Written exercise
Locate every line in the records below that contains the word "black", and copy each of those lines. Case is significant when matching.

Material to process
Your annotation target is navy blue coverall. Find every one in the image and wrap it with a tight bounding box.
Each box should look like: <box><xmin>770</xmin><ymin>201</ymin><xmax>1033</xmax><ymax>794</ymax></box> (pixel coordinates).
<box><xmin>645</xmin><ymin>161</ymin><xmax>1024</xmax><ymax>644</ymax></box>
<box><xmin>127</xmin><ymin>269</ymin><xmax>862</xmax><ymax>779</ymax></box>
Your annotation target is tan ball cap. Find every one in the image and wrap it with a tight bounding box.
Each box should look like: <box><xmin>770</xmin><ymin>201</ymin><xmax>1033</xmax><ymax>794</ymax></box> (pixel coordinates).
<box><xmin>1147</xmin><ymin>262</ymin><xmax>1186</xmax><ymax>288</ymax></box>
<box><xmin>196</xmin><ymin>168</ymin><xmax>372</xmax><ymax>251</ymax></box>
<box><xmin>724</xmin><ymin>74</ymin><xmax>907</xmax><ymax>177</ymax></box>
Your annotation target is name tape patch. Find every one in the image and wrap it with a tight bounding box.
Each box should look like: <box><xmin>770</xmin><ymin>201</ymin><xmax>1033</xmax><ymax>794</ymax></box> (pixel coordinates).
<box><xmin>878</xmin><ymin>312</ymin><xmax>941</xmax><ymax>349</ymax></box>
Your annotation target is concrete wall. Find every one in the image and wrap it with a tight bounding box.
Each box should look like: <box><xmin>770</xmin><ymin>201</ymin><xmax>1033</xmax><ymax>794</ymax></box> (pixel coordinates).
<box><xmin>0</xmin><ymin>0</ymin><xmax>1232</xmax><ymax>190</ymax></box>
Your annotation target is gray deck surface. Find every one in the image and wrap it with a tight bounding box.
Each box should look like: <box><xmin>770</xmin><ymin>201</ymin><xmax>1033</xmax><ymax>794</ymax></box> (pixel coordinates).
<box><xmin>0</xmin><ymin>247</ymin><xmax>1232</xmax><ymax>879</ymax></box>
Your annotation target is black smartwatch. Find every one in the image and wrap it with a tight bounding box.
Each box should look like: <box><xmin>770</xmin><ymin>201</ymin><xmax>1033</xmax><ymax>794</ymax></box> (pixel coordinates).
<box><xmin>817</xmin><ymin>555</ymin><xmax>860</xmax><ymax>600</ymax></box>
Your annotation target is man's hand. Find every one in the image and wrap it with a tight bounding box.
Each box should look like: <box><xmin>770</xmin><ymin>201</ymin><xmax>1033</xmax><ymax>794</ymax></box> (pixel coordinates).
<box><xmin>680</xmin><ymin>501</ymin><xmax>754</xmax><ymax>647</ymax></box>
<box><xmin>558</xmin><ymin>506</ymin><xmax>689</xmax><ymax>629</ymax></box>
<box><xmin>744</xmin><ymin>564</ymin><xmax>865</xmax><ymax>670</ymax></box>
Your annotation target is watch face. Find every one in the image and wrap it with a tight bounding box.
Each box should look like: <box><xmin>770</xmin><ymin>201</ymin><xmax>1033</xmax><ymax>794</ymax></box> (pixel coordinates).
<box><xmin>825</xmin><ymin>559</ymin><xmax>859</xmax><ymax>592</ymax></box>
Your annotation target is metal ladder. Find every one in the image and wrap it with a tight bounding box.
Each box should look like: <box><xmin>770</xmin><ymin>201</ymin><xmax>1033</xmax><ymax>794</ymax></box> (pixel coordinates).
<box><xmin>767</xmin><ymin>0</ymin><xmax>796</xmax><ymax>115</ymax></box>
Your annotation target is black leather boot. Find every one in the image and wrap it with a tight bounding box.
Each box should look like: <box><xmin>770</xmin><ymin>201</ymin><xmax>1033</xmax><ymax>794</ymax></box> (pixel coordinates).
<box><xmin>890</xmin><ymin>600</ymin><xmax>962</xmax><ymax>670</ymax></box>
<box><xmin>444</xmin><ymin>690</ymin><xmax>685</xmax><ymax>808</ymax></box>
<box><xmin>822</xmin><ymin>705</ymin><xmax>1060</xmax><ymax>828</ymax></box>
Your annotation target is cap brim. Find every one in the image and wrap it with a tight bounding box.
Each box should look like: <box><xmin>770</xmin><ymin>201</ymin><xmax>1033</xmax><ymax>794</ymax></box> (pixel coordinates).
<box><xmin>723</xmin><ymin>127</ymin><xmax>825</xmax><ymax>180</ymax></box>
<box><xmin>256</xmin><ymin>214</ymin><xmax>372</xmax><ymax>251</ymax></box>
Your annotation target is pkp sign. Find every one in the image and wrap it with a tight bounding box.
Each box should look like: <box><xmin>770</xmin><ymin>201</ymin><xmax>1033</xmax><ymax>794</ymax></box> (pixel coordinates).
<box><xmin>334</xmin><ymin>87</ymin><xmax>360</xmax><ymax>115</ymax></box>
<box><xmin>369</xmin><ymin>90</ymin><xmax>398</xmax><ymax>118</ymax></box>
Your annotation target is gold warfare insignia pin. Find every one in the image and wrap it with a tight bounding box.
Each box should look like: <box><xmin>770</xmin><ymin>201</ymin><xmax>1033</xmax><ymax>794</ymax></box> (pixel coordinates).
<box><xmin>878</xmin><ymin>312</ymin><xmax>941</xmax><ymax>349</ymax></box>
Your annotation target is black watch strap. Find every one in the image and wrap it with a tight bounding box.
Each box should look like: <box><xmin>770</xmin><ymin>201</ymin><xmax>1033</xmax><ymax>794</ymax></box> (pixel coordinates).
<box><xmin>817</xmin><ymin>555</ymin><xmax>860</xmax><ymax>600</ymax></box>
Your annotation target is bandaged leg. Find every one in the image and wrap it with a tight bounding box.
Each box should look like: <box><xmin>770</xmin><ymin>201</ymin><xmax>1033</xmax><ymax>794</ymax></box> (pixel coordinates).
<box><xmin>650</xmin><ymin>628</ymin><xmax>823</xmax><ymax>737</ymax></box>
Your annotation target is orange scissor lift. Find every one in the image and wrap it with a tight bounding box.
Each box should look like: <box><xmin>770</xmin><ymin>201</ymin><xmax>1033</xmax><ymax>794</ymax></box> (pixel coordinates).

Response
Your annotation target is black smartwatch. Find every one in the image and wrap it with a tight bounding box.
Your annotation target is black leather boot. Find every one in the image and wrap it with a tight bounding box.
Your annotation target is black watch strap. Find every one in the image and wrap it with a tight bounding box.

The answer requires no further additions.